#### 练习目标:
用两句话概括下方阅读材料的内容。

近日，同济大学王超团队报道了定制的界面化学实现超稳定的O3型钠层状氧化物阴极。该研究于2025年11月13日发表在《美国化学会志》上。

在钠离子电池所有氧化物正极材料中，O3型过渡金属氧化物因其高容量被视为最具商业化潜力的体系。然而，这类材料在空气暴露与电化学循环过程中存在的界面不稳定性及寄生副反应，使其商业化进程仍面临挑战。

研究组提出一种新型近表面工程策略，在NaNi_1/3Fe_1/3Mn_1/3O₂（NFM）表面构建多功能钙基界面相。所形成的富钙岩盐表面层具有坚固的Ca-O框架，不仅显著提升材料空气稳定性，还改善了电极加工性能。在循环过程中，该工程化界面相能促进有利的Na⁺传输动力学，并有效抑制界面寄生反应，从而赋予电极优异的长期电化学性能。最终，经表面工程的NFM正极在5倍率（600 mA g^-1）下展现出117.5 mA h g^-1的优异倍率性能，并在500次循环后的容量保持率为83.3%。该研究为稳定高活性O3型正极材料提供了普适性的界面设计策略。

附：英文原文

Title: Tailored Interphase Chemistry Enables Ultra-Stable O3-Type Sodium Layered Oxide Cathodes

Author: Zhiqi Yang, Jisheng Xie, Yi Li, Yifan He, Ganxiong Liu, Ge Qu, Guohua Zhang, Yuesheng Wang, Jihan Zhou, Yunhui Huang, Chao Wang

Issue&Volume: November 13, 2025

Abstract: Among all oxide-based cathode materials for sodium-ion batteries, the O3-type transition metal oxides are considered the most commercially viable due to their high capacity. However, their commercialization remains challenging due to interfacial instability and parasitic side reactions, upon both air exposure and electrochemical cycling. Here, we present a novel near-surface engineering strategy to construct a multifunctional calcium-based interphase on NaNi1/3Fe1/3Mn1/3O2 (NFM). The resulting Ca-rich rock-salt surface layer features a robust Ca–O framework, which significantly enhances air stability while also improving electrode processability. During cycling, the engineered interphase facilitates favorable Na+ transport kinetics and effectively suppresses parasitic interfacial reactions, thereby contributing to an improved long-term electrochemical performance. As a result, the surface-engineered NFM delivers a superior rate capability of 117.5 mA h g–1 at 5 C (600 mA g–1) and an outstanding capacity retention of 83.3% after 500 cycles. This work offers a universal interphase design strategy for stabilizing highly reactive O3-type cathodes.

DOI: 10.1021/jacs.5c10193

Source: https://pubs.acs.org/doi/abs/10.1021/jacs.5c10193

#### 数据摘录:
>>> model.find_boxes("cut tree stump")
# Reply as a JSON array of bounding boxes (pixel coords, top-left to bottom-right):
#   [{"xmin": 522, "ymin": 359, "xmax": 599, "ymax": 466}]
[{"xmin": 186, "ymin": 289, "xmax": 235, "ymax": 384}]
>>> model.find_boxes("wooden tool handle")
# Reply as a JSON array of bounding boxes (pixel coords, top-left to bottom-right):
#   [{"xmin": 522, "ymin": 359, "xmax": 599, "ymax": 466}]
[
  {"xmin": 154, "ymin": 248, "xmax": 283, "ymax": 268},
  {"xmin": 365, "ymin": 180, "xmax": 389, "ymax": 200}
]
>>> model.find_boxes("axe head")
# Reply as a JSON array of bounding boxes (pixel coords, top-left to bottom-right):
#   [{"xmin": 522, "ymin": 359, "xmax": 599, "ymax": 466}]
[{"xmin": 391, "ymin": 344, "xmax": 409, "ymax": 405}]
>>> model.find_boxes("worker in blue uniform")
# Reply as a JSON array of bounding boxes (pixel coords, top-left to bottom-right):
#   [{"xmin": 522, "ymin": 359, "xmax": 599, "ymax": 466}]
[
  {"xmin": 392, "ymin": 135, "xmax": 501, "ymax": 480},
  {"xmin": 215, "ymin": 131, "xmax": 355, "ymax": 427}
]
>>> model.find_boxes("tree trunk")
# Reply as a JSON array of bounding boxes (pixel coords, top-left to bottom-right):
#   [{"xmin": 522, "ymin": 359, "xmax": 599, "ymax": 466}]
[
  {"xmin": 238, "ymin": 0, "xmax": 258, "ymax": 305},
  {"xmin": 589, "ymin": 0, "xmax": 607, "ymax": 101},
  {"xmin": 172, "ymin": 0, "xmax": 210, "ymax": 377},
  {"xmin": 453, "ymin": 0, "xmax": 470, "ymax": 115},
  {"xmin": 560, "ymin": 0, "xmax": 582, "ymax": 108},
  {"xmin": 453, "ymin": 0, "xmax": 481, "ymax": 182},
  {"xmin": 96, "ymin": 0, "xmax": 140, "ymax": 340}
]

#### 本题输出:
O3型过渡金属氧化物是钠离子电池中容量高、最具商业化潜力的正极材料，但在空气暴露和电化学循环中存在界面不稳定与寄生副反应，同济大学王超团队为此在NFM表面构建了多功能钙基界面相。这一富钙岩盐表面层提升了空气稳定性和电极加工性能，在循环中促进Na⁺传输并抑制界面寄生反应，使正极在5倍率下容量达117.5 mA h g^-1，500次循环后容量保持率为83.3%。